**SOURCE DATA**
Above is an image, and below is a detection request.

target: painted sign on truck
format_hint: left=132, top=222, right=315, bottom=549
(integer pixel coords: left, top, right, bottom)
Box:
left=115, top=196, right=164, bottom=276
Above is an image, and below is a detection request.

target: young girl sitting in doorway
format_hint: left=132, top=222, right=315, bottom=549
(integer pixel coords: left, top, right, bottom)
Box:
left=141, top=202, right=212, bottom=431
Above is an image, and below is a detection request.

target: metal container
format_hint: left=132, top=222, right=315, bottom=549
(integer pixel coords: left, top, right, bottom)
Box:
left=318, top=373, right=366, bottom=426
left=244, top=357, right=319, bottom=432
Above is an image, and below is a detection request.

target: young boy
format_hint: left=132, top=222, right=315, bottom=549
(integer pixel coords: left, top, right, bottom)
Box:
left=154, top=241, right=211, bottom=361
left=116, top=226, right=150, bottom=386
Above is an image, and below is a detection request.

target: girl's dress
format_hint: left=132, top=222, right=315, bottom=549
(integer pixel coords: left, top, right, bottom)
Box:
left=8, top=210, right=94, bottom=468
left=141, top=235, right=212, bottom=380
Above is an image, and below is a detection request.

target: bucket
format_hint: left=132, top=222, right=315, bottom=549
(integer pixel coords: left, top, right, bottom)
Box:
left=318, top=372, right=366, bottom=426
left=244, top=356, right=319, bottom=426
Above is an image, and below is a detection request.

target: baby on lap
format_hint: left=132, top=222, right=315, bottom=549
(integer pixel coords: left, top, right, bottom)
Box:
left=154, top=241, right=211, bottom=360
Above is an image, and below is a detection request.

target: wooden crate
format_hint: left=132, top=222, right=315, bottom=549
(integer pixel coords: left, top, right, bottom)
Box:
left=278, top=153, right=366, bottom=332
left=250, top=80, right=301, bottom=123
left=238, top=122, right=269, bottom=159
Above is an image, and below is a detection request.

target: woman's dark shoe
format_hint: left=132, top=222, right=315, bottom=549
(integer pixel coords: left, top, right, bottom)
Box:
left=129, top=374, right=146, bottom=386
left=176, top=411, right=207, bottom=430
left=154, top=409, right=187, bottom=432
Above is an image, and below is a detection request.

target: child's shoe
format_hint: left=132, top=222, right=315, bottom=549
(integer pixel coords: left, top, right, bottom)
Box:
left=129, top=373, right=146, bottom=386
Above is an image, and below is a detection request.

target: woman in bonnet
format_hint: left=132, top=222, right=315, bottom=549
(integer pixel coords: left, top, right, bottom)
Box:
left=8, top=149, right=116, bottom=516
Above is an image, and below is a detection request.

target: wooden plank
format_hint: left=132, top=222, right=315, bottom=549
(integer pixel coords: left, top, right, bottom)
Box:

**TASK BRIEF**
Report each line of the material above that contains the string "woman", copying every such line in full.

**RESPONSE FOR THIS EXERCISE**
target: woman's dark shoe
target: woman in bonnet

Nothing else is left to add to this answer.